- [Exercise aim] Produce an exact transcription of the listing below, omitting the pictures.

Excerpts of location labeling data
<<<<
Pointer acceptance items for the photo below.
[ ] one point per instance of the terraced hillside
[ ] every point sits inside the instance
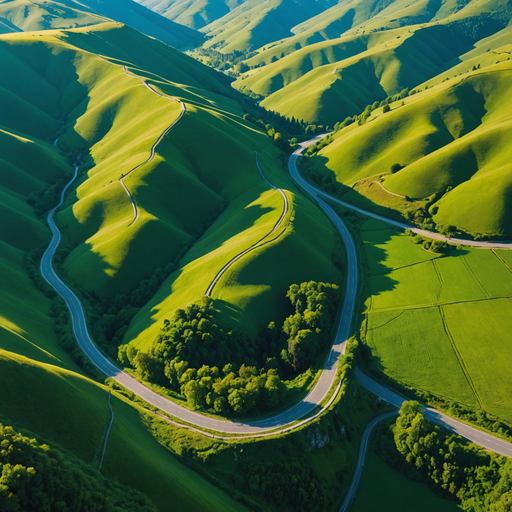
(28, 15)
(450, 140)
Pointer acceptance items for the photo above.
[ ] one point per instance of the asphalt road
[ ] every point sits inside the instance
(260, 242)
(155, 145)
(402, 225)
(281, 421)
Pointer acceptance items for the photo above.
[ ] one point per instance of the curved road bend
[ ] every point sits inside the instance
(230, 263)
(155, 145)
(284, 419)
(363, 449)
(401, 225)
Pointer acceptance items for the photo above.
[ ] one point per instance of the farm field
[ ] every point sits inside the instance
(440, 323)
(385, 489)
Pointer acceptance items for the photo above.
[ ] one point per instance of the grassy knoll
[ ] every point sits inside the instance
(439, 323)
(63, 14)
(386, 489)
(442, 138)
(253, 24)
(251, 294)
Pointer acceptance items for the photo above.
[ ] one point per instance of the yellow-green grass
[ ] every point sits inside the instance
(361, 69)
(452, 135)
(65, 14)
(65, 408)
(440, 323)
(254, 24)
(385, 489)
(252, 293)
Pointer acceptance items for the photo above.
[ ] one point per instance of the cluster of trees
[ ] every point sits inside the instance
(291, 484)
(217, 367)
(308, 329)
(35, 477)
(111, 317)
(437, 246)
(451, 466)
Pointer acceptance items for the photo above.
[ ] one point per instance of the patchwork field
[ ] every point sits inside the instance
(441, 323)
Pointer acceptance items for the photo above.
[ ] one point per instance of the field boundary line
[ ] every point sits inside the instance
(108, 429)
(441, 280)
(413, 307)
(404, 266)
(387, 322)
(287, 207)
(502, 261)
(459, 357)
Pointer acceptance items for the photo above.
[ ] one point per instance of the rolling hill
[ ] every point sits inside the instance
(191, 13)
(29, 15)
(254, 23)
(450, 139)
(336, 78)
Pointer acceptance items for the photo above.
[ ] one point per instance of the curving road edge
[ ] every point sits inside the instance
(155, 145)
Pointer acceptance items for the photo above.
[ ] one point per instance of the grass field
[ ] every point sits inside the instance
(450, 140)
(385, 489)
(440, 323)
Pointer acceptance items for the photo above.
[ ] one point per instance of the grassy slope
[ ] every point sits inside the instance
(193, 14)
(401, 46)
(383, 488)
(251, 294)
(453, 135)
(29, 16)
(57, 402)
(429, 319)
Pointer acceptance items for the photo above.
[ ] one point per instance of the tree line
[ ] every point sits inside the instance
(453, 467)
(220, 368)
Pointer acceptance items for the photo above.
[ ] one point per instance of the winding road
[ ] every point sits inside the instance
(289, 419)
(231, 262)
(155, 145)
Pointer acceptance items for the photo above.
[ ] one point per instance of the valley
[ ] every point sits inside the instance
(237, 236)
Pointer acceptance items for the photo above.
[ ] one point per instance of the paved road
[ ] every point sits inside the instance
(363, 450)
(281, 421)
(260, 242)
(402, 225)
(155, 145)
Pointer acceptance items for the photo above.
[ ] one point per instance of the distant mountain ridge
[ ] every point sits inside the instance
(30, 15)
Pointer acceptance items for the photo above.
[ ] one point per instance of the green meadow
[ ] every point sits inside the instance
(383, 488)
(451, 141)
(440, 323)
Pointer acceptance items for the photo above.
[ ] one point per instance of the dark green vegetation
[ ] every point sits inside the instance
(219, 368)
(196, 210)
(457, 128)
(454, 468)
(35, 477)
(28, 15)
(428, 318)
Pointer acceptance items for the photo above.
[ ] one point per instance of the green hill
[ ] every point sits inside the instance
(29, 15)
(192, 14)
(324, 82)
(451, 140)
(255, 23)
(43, 390)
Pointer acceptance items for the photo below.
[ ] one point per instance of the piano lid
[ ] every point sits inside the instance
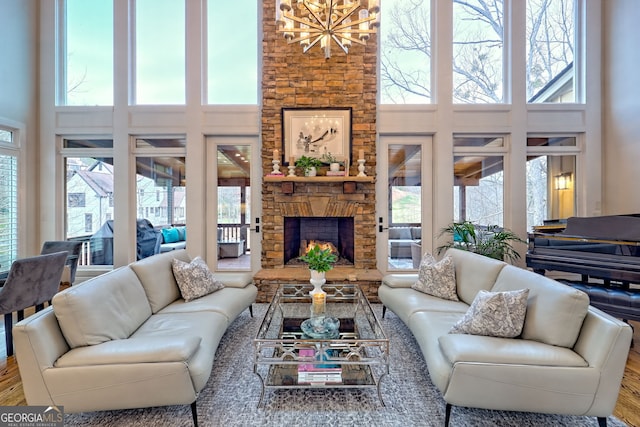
(611, 227)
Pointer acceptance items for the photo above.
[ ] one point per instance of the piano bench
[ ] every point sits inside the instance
(621, 303)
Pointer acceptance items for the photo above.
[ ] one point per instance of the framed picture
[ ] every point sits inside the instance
(313, 132)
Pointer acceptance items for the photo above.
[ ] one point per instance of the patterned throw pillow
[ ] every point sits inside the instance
(437, 278)
(194, 279)
(494, 314)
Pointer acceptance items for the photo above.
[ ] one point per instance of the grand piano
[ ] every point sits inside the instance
(604, 251)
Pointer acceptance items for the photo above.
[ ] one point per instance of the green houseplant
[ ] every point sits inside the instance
(491, 240)
(320, 260)
(308, 165)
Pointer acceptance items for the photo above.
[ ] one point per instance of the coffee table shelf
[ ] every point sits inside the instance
(284, 356)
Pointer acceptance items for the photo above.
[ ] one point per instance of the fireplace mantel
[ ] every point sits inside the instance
(328, 179)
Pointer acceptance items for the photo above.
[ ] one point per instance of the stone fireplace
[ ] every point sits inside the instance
(300, 233)
(291, 78)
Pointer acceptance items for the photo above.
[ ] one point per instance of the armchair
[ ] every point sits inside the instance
(31, 282)
(73, 248)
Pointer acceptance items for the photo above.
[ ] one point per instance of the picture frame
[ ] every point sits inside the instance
(312, 132)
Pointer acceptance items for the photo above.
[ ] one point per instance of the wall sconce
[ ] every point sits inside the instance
(563, 181)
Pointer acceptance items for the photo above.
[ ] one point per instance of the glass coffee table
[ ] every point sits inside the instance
(356, 356)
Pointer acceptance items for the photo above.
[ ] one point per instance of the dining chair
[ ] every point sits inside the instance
(31, 282)
(73, 248)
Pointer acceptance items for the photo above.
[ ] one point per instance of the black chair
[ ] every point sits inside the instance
(73, 248)
(31, 282)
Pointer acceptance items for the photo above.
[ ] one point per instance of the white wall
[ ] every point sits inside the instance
(19, 102)
(621, 110)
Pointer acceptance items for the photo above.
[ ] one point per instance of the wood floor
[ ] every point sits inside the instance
(627, 409)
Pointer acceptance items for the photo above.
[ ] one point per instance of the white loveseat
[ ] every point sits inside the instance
(569, 358)
(127, 339)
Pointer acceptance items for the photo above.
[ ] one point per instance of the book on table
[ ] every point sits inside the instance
(317, 373)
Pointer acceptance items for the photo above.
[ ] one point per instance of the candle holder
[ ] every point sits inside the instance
(361, 167)
(276, 167)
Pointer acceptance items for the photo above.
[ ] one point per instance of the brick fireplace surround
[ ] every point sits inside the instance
(291, 78)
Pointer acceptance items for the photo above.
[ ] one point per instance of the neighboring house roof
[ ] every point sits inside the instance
(556, 86)
(101, 183)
>>>>
- [Solution for this task]
Pointer acceptance items for the photo below.
[ ] one point per instance of the terraced hillside
[ ] every point sits inside the instance
(28, 15)
(450, 140)
Pointer acceptance items for the photo above.
[ ] one point per instance of the asphalt road
[ ] every point sits inside the instance
(260, 242)
(155, 145)
(402, 225)
(281, 421)
Pointer acceptance items for the photo above.
[ ] one point per instance of the curved road bend
[ ] every point sits inside the instance
(230, 263)
(155, 145)
(284, 419)
(363, 449)
(401, 225)
Pointer acceptance items for the photo above.
[ ] one point per instance of the farm field
[ ] every point sits inside the instance
(440, 323)
(385, 489)
Pointer acceptance items for the photo above.
[ ] one point per instance of the grassy knoll
[ ] every point sits inside the instance
(439, 323)
(63, 14)
(386, 489)
(442, 138)
(253, 24)
(251, 294)
Pointer acceptance items for the photo above.
[ ] one point per instance of the yellow-green grass
[ ] every point sits inside the instance
(361, 69)
(452, 135)
(65, 14)
(65, 408)
(440, 323)
(254, 24)
(385, 489)
(252, 293)
Pointer acceptance items for the photo above.
[ ] one point per instance of the cluster of trees
[ ] every point sits inside the instance
(291, 484)
(217, 367)
(308, 329)
(35, 477)
(111, 317)
(437, 246)
(451, 466)
Pointer acceptance items for the photo above.
[ ] one point per instance of the patchwork field
[ ] every point sits inside the instance
(441, 323)
Pointer acceptance items for the photo above.
[ ] one point per instance of the field boundary line
[ ] every point sits inside the instance
(108, 429)
(441, 280)
(413, 307)
(404, 266)
(387, 322)
(287, 207)
(502, 261)
(459, 357)
Pointer acceptance items for the photo above.
[ ] one point per instance of the rolling hill
[ ] every point sits inside the instance
(191, 13)
(29, 15)
(254, 23)
(450, 139)
(336, 78)
Pointer acceptance items for the photo above.
[ ] one point per instance of the curving road edge
[ ] every point sits inside the instance
(155, 145)
Pointer acceptance items for the photo above.
[ ] one point per instance of the grass field
[ ] every point sits inside the instance
(450, 140)
(385, 489)
(440, 323)
Pointer acceptance items for the photo above.
[ ] one point per instance of the grassy slope
[ ] every point sits inside the instance
(193, 14)
(401, 46)
(383, 488)
(251, 294)
(453, 135)
(29, 16)
(57, 402)
(429, 319)
Pointer acceptance items for the photo above.
[ ] one point per instance of the tree line
[ ] every point sits inside the instance
(453, 467)
(220, 368)
Pointer acceptance items for the photo above.
[ ] one point per instance of the winding road
[ ] every point sits inside the instance
(289, 419)
(231, 262)
(155, 145)
Pointer acceptance items for the photo above.
[ ] one point per instance of the valley
[ ] every point sits inside the instance
(237, 236)
Pointer acceptance items for the photo above.
[ ] one point per instance of the paved road
[ ] every point sits inside the instance
(363, 450)
(281, 421)
(260, 242)
(402, 225)
(155, 145)
Pointer acceptance items for the photo above.
[ ] one point per instance of the distant mountain ridge
[ ] every point sits inside the instance
(30, 15)
Pointer acceptance items for the photo above.
[ ] one point per instance of the green meadow
[ ] every point sits inside the instance
(383, 488)
(451, 141)
(440, 323)
Pointer acceptance items for the photo above.
[ ] one point per instance of the dark green vegetation
[ ] every point sits inside the instance
(219, 368)
(196, 210)
(457, 128)
(454, 468)
(35, 477)
(28, 15)
(428, 318)
Pointer acceptance items for the photo above.
[ ] one point per instance of the green hill
[ ] every point sits inside the instance
(29, 15)
(192, 14)
(324, 82)
(451, 140)
(255, 23)
(43, 390)
Pointer acceptance items for the photo below.
[ ] one point per instance of the piano lid
[ ] every point sits inside the instance
(611, 227)
Pointer acceptance items for the photo above.
[ ] one point per instance of the piano bench
[ ] every point sits inside the instance
(621, 303)
Pointer acceptance items for the photo above.
[ ] one point per instance of the framed picture
[ ] every point sits inside the instance
(313, 132)
Pointer acceptance items for the photo above.
[ ] one point per instance of the patterned throw pillow
[ ] every point sits inside the instance
(437, 278)
(194, 279)
(494, 314)
Pointer acceptance items for the photo above.
[ ] one point per instance of the grand piano
[ ] every point sits inside the instance
(604, 251)
Pointer acceptance items for the photo above.
[ ] one point per instance of the green houseplant
[ ] every point sits inside the instance
(491, 240)
(320, 260)
(308, 165)
Pointer acceptance items for the photo above.
[ ] one point per instance of the coffee table shelf
[ ] every point sits inside the instance
(284, 356)
Pointer acceptance items for the photo above.
[ ] one point per instance of the fireplace mantel
[ ] every point sits inside the instance
(328, 179)
Pointer acceptance items for the photo above.
[ ] one point per instance of the stone fireplace
[ ] every point sits inside the instance
(300, 233)
(291, 78)
Pointer acceptance items for the photo above.
[ ] one point per instance of the armchair
[ ] every point sits inside the instance
(31, 282)
(73, 248)
Pointer acceptance items for the photo above.
[ ] one point per instance of the picture frame
[ ] every point sits inside the instance
(312, 132)
Pointer acceptance items for the photo above.
[ ] one point per instance of the wall sconce
[ ] every point sits inside the instance
(563, 181)
Pointer acceptance items for the photo above.
[ ] one point per instance of the glass coffee table
[ ] every point sits inside the instance
(356, 356)
Pointer acceptance items for the photo above.
[ ] one point per instance of the dining chair
[ ] every point sits inside the instance
(31, 282)
(73, 248)
Pointer acceptance items for the photo above.
[ ] one point per instance of the black chair
[ ] every point sits inside the instance
(73, 248)
(31, 282)
Pointer acceptance items for the photo above.
[ ] one point per instance of the white wall
[ ] every point sits inside the instance
(19, 102)
(621, 110)
Pointer acceptance items for the photo above.
[ ] one point per instance of the wood floor
[ ] every point sits inside the instance
(627, 409)
Pointer acceptance items for the photo above.
[ ] one point per instance of the white loveseat
[ ] every point sits inside the instance
(569, 358)
(127, 339)
Pointer acceptance items for the photo above.
[ ] one point per instance of the book on table
[ ] every point sits inside the instance
(317, 373)
Pointer acceptance items for the photo above.
[ ] one point per instance of the candle holder
[ ] every point sits inside the instance
(361, 167)
(276, 167)
Pointer acceptance items for the photo above.
[ ] one point per instance of the brick fireplace surround
[ ] every point sits inside the instance
(291, 78)
Pointer acceptance items for the photo above.
[ ] one point per instance of the neighboring house roof
[ ] every point sits inside the instance
(556, 86)
(101, 183)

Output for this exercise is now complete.